==== Dataset entries ====
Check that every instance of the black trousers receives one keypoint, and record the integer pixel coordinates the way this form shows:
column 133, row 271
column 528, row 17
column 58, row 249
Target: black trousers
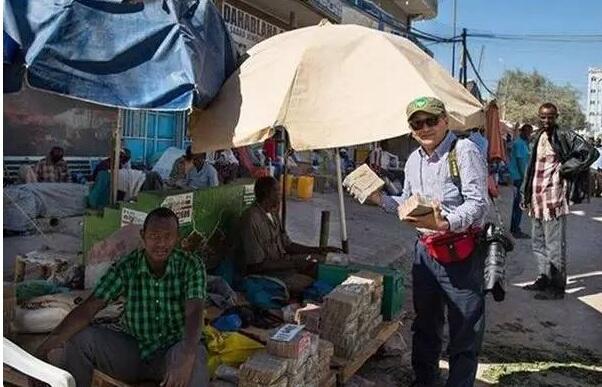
column 459, row 287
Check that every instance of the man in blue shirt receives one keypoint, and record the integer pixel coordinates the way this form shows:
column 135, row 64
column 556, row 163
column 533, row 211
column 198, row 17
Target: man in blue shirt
column 480, row 141
column 518, row 166
column 457, row 284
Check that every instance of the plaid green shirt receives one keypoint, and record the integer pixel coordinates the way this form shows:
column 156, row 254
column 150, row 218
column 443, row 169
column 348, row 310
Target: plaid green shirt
column 154, row 307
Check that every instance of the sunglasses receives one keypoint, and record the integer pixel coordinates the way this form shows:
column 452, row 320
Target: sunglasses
column 419, row 124
column 543, row 117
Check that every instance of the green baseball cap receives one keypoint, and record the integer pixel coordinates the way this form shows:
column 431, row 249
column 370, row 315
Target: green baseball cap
column 429, row 105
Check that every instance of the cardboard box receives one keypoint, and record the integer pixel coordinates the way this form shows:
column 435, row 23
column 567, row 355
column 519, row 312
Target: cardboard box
column 297, row 348
column 415, row 206
column 310, row 317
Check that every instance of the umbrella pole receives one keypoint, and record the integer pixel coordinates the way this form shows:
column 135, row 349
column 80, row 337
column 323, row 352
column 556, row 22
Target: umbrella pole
column 344, row 241
column 115, row 159
column 283, row 177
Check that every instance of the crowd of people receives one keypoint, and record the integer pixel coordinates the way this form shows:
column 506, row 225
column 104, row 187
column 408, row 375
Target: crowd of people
column 162, row 343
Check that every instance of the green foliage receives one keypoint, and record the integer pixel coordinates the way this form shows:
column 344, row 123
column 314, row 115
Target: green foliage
column 520, row 94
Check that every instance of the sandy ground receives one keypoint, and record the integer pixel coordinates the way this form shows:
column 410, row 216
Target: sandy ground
column 527, row 342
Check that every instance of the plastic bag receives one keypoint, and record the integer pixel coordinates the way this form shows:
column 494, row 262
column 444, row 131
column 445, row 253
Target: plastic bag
column 231, row 349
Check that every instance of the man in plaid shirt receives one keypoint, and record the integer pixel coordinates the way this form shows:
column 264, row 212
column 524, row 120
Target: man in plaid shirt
column 164, row 291
column 52, row 169
column 558, row 158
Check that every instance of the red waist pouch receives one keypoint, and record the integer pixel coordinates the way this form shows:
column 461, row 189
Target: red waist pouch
column 451, row 247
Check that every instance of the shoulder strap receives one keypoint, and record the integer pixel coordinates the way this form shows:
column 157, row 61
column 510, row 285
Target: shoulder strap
column 454, row 169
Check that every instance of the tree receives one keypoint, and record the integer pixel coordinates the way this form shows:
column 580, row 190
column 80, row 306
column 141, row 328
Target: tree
column 521, row 94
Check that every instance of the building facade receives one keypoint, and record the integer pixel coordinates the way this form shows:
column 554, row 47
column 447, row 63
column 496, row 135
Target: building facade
column 84, row 129
column 594, row 101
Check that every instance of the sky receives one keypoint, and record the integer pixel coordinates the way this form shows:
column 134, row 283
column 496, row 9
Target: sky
column 563, row 63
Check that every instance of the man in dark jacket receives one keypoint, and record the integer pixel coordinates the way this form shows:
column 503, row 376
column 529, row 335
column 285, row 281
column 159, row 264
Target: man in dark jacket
column 559, row 162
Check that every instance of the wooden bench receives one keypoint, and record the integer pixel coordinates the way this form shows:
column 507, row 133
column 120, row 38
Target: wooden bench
column 100, row 379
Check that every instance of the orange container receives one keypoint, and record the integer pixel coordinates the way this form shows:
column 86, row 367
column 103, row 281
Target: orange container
column 291, row 185
column 305, row 187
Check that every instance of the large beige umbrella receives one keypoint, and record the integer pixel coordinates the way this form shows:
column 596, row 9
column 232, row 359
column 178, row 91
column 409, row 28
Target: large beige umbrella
column 329, row 86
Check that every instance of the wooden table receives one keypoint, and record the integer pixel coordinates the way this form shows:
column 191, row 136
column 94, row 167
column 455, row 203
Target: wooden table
column 346, row 368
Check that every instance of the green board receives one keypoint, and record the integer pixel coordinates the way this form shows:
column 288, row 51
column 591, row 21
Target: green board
column 393, row 287
column 212, row 208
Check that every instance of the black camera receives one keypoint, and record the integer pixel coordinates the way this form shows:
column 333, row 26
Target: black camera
column 497, row 244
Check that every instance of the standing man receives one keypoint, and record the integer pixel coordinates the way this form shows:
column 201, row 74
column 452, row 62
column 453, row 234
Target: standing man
column 557, row 158
column 53, row 168
column 457, row 283
column 164, row 291
column 518, row 166
column 596, row 172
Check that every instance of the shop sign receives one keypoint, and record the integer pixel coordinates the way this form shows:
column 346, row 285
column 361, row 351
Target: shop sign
column 129, row 216
column 247, row 29
column 181, row 205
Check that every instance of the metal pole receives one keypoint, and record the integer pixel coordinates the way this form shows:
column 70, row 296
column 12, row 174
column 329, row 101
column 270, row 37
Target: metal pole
column 454, row 43
column 284, row 190
column 116, row 159
column 324, row 228
column 464, row 54
column 344, row 241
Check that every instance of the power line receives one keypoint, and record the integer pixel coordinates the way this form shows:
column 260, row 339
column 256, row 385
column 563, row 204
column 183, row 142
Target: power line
column 551, row 38
column 474, row 69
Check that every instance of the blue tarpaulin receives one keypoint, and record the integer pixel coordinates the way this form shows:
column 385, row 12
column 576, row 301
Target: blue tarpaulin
column 151, row 54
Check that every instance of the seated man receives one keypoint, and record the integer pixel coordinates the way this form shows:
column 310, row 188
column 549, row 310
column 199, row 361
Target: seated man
column 52, row 169
column 202, row 175
column 267, row 249
column 106, row 164
column 181, row 167
column 164, row 290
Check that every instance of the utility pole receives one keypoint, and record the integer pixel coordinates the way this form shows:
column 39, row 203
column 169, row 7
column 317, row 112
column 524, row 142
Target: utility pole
column 464, row 55
column 481, row 58
column 454, row 43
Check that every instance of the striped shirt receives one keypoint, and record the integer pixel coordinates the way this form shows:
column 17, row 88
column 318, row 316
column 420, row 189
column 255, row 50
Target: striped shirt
column 548, row 200
column 49, row 172
column 154, row 307
column 429, row 176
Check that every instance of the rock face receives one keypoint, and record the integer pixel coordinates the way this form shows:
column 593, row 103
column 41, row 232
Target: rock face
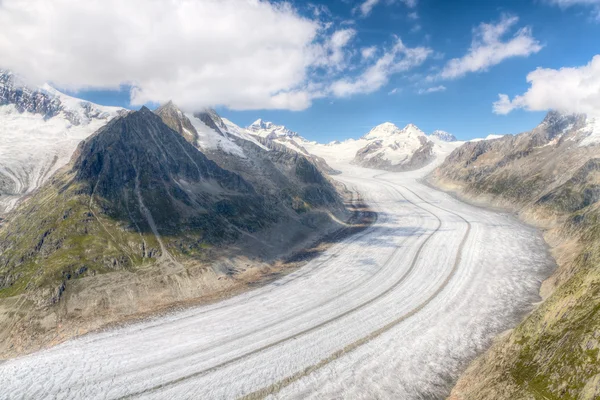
column 135, row 192
column 551, row 177
column 39, row 130
column 141, row 210
column 290, row 181
column 393, row 149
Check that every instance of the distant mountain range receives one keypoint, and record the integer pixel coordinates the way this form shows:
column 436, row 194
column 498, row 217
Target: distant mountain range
column 550, row 176
column 97, row 198
column 39, row 130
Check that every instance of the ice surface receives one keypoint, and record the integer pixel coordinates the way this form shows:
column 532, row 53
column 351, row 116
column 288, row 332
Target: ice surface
column 33, row 148
column 447, row 276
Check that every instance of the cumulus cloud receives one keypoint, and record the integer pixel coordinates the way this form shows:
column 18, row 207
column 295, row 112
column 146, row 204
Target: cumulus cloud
column 571, row 3
column 244, row 54
column 434, row 89
column 569, row 90
column 398, row 59
column 367, row 6
column 368, row 52
column 488, row 48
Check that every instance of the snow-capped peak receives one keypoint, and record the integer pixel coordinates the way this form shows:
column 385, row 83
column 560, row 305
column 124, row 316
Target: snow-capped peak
column 269, row 130
column 412, row 129
column 443, row 136
column 382, row 131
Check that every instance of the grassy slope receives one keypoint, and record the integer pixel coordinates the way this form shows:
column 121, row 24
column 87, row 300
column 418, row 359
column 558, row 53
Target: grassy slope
column 68, row 241
column 554, row 352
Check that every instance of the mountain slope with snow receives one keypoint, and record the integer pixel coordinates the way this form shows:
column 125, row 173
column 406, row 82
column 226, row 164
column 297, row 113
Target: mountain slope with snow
column 394, row 149
column 39, row 131
column 384, row 147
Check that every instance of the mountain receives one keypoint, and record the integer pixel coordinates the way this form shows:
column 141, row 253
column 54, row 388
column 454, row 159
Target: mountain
column 549, row 176
column 394, row 149
column 293, row 184
column 269, row 130
column 141, row 219
column 39, row 130
column 384, row 147
column 443, row 136
column 135, row 192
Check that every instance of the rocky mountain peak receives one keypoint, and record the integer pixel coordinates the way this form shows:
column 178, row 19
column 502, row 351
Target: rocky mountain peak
column 270, row 130
column 381, row 131
column 443, row 136
column 176, row 120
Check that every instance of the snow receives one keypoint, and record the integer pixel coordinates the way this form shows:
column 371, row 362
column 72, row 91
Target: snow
column 592, row 130
column 488, row 137
column 33, row 148
column 410, row 301
column 442, row 135
column 209, row 139
column 241, row 133
column 269, row 130
column 397, row 144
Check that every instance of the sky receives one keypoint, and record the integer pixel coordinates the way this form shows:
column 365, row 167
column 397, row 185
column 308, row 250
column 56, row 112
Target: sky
column 329, row 70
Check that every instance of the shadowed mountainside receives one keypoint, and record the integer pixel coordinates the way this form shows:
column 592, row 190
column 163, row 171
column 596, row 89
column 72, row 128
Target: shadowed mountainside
column 552, row 179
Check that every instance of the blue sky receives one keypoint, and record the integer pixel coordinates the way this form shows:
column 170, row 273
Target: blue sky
column 566, row 36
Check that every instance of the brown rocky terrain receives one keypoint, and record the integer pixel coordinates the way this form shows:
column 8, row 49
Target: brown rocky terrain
column 142, row 221
column 550, row 179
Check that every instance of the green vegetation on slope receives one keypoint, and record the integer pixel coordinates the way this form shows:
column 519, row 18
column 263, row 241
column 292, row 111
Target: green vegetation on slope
column 59, row 237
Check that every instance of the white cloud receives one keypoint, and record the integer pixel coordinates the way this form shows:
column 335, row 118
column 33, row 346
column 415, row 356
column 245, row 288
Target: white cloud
column 569, row 90
column 398, row 59
column 366, row 7
column 488, row 49
column 570, row 3
column 368, row 52
column 410, row 3
column 244, row 54
column 434, row 89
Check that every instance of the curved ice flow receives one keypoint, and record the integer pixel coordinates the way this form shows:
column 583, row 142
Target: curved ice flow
column 252, row 341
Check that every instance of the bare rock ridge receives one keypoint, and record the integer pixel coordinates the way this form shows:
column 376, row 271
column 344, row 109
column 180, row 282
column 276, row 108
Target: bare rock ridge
column 134, row 191
column 290, row 181
column 551, row 177
column 148, row 208
column 393, row 149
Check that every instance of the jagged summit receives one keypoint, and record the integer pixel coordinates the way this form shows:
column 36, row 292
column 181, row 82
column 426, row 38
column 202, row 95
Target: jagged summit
column 382, row 130
column 269, row 130
column 388, row 129
column 443, row 136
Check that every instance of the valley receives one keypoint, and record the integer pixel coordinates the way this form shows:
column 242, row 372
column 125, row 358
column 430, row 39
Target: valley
column 432, row 279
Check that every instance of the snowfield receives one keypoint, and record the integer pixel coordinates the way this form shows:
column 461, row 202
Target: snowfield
column 396, row 311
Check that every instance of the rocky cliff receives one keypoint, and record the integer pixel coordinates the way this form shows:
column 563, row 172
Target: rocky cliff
column 550, row 176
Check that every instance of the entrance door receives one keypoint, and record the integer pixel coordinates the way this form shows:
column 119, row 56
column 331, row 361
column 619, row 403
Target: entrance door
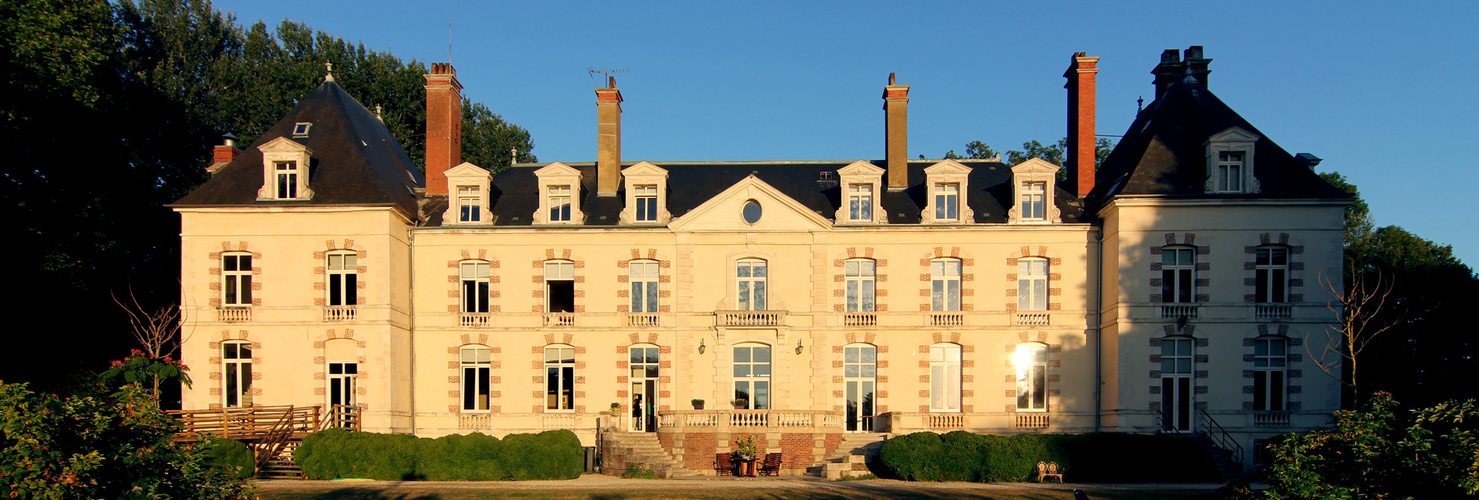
column 1176, row 383
column 860, row 373
column 645, row 369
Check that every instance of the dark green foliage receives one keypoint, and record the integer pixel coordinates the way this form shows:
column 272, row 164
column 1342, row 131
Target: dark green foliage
column 336, row 453
column 1089, row 457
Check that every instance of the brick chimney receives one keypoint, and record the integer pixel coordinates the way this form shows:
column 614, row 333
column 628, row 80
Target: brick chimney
column 608, row 139
column 1081, row 74
column 442, row 126
column 897, row 133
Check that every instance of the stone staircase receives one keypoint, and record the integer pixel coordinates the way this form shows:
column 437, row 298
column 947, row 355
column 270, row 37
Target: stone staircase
column 644, row 450
column 852, row 456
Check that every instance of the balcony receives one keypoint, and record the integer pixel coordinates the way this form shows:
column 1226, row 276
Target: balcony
column 1272, row 311
column 336, row 314
column 749, row 318
column 234, row 314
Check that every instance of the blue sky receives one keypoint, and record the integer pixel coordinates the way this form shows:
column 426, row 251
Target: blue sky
column 1382, row 90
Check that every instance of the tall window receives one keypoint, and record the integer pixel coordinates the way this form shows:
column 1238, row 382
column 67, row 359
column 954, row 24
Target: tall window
column 559, row 377
column 1271, row 274
column 647, row 203
column 860, row 377
column 644, row 284
column 475, row 286
column 469, row 204
column 1269, row 360
column 1031, row 284
column 860, row 274
column 750, row 275
column 945, row 284
column 343, row 278
column 235, row 366
column 860, row 201
column 1229, row 170
column 559, row 281
column 286, row 175
column 1034, row 196
column 235, row 280
column 947, row 201
column 476, row 375
column 944, row 377
column 1176, row 383
column 753, row 376
column 559, row 203
column 1031, row 364
column 1178, row 274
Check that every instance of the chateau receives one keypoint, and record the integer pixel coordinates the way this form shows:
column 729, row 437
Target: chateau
column 803, row 302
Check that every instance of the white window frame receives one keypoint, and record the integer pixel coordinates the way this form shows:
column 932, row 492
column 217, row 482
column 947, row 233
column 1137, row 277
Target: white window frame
column 944, row 377
column 476, row 377
column 235, row 373
column 1031, row 376
column 559, row 383
column 1033, row 284
column 945, row 284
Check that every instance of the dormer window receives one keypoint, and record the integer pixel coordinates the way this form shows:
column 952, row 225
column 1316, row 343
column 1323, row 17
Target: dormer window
column 1033, row 182
column 1229, row 161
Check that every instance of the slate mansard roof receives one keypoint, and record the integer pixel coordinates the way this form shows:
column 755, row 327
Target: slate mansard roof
column 355, row 160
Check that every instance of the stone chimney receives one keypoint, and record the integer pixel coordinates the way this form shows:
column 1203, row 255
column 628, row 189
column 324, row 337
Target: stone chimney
column 1081, row 74
column 608, row 139
column 897, row 133
column 442, row 126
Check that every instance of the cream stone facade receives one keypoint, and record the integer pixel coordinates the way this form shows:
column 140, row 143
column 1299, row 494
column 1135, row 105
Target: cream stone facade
column 833, row 296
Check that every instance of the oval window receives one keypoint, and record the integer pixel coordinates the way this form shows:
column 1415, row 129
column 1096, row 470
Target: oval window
column 752, row 212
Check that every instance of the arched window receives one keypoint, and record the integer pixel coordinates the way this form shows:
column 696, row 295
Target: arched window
column 476, row 376
column 944, row 377
column 753, row 376
column 1031, row 373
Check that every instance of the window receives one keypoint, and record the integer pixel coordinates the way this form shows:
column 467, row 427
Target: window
column 1271, row 274
column 343, row 278
column 1229, row 172
column 753, row 376
column 1269, row 358
column 750, row 277
column 1034, row 196
column 559, row 283
column 1031, row 284
column 947, row 201
column 944, row 377
column 559, row 377
column 647, row 203
column 469, row 204
column 644, row 284
column 476, row 375
column 1031, row 364
column 1178, row 274
column 1176, row 383
column 945, row 284
column 235, row 280
column 235, row 366
column 860, row 274
column 475, row 286
column 286, row 175
column 860, row 377
column 860, row 201
column 559, row 203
====
Prompt:
Output the lines of the records above exactly as they appear, from the line containing "column 1238, row 382" through the line containing "column 954, row 24".

Written response:
column 1238, row 382
column 67, row 359
column 954, row 24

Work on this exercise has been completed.